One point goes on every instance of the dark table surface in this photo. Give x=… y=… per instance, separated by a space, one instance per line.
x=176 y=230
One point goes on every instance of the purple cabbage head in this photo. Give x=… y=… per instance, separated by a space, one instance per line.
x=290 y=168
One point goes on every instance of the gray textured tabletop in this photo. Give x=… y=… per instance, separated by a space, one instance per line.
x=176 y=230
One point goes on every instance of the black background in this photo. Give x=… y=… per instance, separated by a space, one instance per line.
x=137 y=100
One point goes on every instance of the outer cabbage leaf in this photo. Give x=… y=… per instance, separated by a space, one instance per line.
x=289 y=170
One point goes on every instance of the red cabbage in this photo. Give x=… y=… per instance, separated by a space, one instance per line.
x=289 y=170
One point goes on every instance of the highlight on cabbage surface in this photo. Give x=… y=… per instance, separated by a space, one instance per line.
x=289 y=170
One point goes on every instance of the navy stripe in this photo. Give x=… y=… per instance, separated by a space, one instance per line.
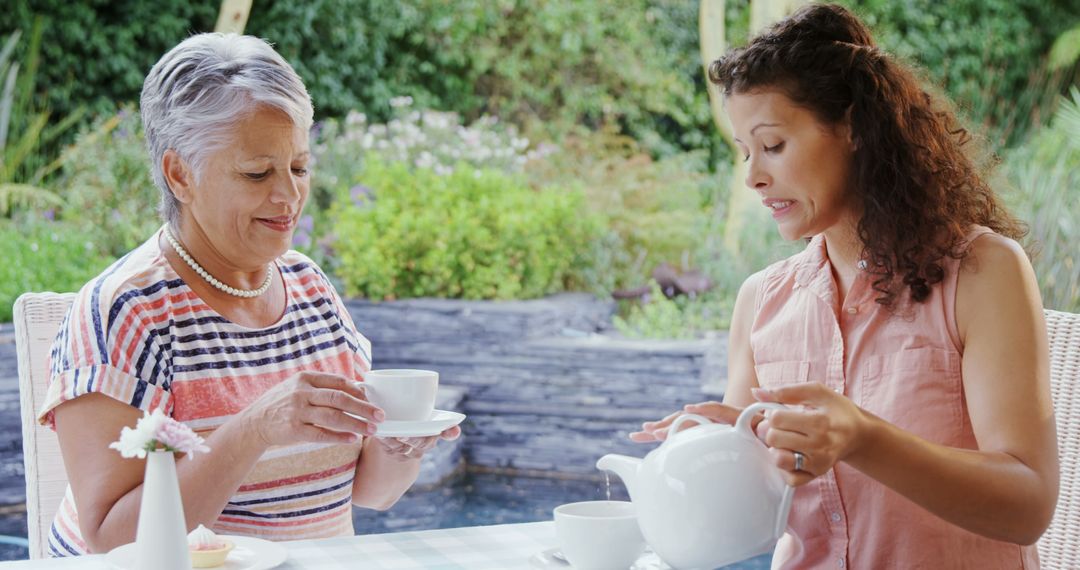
x=63 y=543
x=231 y=349
x=291 y=514
x=120 y=301
x=139 y=392
x=295 y=268
x=258 y=362
x=245 y=334
x=95 y=311
x=291 y=497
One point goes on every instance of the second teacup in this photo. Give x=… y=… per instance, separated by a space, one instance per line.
x=598 y=534
x=403 y=394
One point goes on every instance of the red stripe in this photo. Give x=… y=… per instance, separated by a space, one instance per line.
x=280 y=524
x=298 y=478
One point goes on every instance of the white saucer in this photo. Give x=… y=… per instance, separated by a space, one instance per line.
x=552 y=558
x=440 y=420
x=248 y=554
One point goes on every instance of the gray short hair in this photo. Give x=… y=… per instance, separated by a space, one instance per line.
x=198 y=91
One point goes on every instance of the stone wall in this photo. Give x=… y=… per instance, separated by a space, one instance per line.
x=548 y=388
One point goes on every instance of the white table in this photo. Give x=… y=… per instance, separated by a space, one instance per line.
x=495 y=547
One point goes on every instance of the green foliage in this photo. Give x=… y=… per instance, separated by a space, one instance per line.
x=106 y=185
x=97 y=52
x=43 y=256
x=418 y=138
x=986 y=54
x=547 y=64
x=473 y=234
x=1066 y=50
x=682 y=317
x=1040 y=179
x=657 y=211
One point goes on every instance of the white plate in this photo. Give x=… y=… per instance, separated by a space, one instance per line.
x=552 y=558
x=248 y=554
x=440 y=420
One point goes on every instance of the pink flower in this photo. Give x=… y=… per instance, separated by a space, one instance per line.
x=157 y=430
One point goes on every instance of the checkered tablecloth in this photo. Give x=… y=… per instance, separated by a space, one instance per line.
x=495 y=547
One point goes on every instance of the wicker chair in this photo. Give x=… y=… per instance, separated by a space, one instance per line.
x=1060 y=546
x=38 y=316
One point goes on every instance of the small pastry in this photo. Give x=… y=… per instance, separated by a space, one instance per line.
x=206 y=548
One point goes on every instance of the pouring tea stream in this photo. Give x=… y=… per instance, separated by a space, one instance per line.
x=707 y=497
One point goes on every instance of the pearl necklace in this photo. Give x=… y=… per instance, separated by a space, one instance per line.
x=247 y=294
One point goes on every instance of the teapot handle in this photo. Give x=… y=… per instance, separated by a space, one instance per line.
x=742 y=424
x=683 y=419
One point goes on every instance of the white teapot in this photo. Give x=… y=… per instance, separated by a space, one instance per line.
x=710 y=496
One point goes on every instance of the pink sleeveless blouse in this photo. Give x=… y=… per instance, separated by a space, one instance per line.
x=905 y=368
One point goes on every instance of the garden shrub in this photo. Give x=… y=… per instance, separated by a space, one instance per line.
x=551 y=63
x=657 y=211
x=41 y=256
x=1039 y=180
x=108 y=192
x=986 y=54
x=472 y=234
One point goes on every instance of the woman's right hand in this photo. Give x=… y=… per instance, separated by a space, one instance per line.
x=657 y=431
x=311 y=407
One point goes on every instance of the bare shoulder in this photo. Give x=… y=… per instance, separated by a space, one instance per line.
x=746 y=300
x=747 y=292
x=991 y=253
x=996 y=273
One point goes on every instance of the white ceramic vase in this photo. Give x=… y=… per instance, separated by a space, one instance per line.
x=161 y=540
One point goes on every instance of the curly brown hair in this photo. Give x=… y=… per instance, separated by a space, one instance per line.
x=920 y=192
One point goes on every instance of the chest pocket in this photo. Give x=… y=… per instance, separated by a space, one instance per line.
x=783 y=372
x=919 y=390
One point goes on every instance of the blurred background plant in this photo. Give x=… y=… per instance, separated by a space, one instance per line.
x=44 y=255
x=471 y=233
x=591 y=111
x=26 y=135
x=1040 y=179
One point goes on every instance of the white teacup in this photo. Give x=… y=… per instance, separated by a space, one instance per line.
x=598 y=534
x=404 y=394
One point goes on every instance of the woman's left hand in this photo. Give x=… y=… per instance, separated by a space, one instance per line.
x=820 y=424
x=413 y=448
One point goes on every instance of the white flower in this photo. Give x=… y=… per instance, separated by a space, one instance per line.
x=157 y=430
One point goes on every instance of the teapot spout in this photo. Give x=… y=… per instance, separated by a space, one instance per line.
x=624 y=466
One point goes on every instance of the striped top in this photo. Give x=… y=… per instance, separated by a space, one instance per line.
x=139 y=335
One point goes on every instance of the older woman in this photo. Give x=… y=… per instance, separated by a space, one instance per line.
x=215 y=321
x=907 y=338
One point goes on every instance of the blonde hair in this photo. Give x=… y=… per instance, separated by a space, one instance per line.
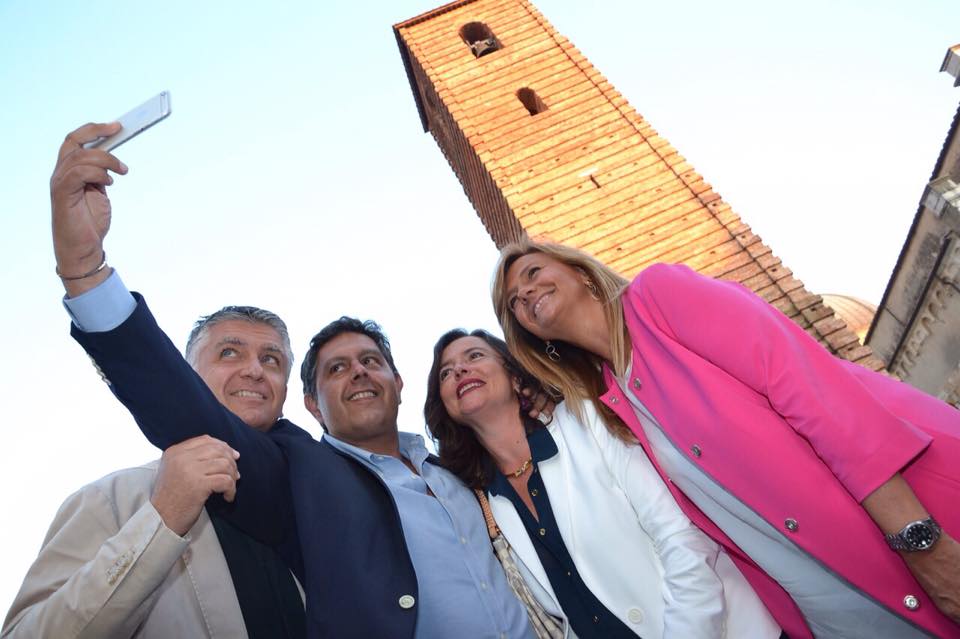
x=578 y=375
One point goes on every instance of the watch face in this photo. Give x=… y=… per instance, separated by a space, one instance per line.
x=919 y=535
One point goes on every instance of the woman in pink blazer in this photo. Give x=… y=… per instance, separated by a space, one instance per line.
x=833 y=488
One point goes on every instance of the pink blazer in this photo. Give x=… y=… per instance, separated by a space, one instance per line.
x=795 y=433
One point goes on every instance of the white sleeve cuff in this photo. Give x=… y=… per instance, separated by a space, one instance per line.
x=102 y=308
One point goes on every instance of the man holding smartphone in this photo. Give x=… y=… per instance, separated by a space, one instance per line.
x=387 y=543
x=135 y=554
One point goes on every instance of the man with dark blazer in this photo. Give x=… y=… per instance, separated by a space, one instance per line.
x=386 y=543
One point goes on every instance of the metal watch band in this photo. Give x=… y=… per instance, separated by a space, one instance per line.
x=901 y=541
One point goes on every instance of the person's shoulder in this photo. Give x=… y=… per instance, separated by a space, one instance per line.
x=122 y=491
x=660 y=275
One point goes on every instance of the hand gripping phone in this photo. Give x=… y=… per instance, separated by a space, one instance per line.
x=135 y=122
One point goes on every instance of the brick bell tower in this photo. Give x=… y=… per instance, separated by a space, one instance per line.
x=543 y=145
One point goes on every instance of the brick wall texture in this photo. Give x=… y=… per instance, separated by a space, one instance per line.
x=589 y=171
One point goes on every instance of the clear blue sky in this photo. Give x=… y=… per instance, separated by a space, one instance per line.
x=293 y=175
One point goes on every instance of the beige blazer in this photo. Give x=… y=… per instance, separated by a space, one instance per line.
x=110 y=568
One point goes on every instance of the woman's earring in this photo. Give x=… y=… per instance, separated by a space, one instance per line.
x=552 y=353
x=594 y=291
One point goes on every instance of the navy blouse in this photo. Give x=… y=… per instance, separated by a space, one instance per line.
x=588 y=617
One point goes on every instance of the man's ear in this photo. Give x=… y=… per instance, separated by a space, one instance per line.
x=311 y=405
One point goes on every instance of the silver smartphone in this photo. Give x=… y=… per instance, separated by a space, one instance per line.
x=135 y=122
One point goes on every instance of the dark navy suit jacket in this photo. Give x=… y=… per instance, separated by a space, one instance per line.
x=331 y=519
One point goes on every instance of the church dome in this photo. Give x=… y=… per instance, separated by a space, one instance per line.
x=857 y=313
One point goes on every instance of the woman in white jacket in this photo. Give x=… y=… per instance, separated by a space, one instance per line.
x=598 y=538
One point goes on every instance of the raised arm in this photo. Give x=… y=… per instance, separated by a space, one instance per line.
x=144 y=369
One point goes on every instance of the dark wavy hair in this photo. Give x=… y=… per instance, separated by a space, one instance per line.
x=458 y=447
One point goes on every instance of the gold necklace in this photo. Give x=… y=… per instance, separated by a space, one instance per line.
x=523 y=467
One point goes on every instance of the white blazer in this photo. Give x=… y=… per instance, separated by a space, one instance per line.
x=634 y=548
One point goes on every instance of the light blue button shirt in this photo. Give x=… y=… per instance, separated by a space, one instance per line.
x=102 y=308
x=462 y=589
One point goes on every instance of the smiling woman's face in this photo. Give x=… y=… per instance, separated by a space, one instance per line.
x=541 y=292
x=472 y=378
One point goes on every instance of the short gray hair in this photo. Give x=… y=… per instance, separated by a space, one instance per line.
x=250 y=314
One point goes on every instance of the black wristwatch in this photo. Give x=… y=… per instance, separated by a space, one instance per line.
x=917 y=535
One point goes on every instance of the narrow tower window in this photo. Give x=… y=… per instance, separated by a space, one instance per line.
x=531 y=101
x=479 y=38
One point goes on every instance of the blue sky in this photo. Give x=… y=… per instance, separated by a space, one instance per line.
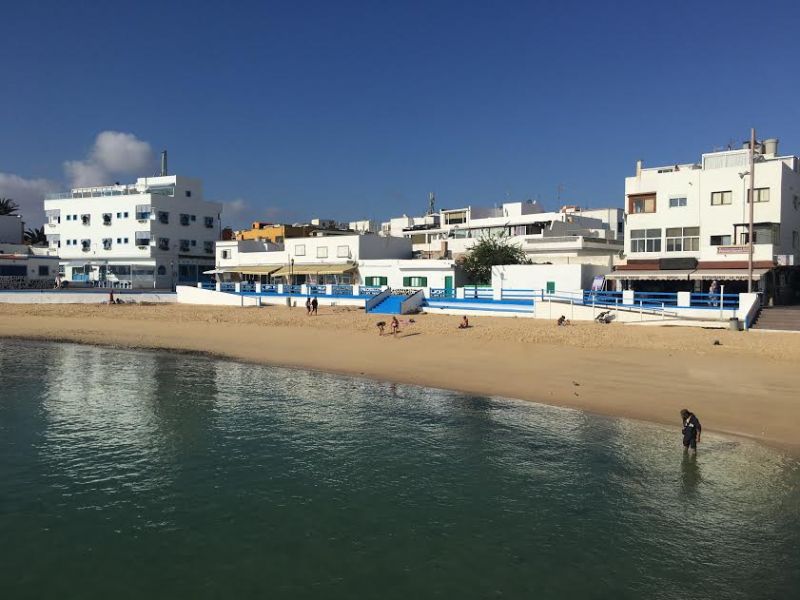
x=348 y=110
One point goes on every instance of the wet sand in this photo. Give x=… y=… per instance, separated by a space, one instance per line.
x=748 y=384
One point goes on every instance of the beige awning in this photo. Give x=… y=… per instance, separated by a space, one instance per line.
x=676 y=275
x=248 y=270
x=315 y=269
x=727 y=274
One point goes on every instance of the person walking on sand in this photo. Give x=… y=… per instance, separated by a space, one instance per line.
x=691 y=430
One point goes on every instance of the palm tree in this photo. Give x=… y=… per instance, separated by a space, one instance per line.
x=8 y=207
x=35 y=237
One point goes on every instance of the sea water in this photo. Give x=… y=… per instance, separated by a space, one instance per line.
x=134 y=474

------------------------

About this exercise:
Return exactly the lines from the line holding "One point goes on every instance of the sea" to the last line of the data, with both of those lines included and nothing added.

Solved problem:
One point goes on every instance of the sea water in this photo. Give x=… y=… per instance, separated by a space, one instance per line.
x=134 y=474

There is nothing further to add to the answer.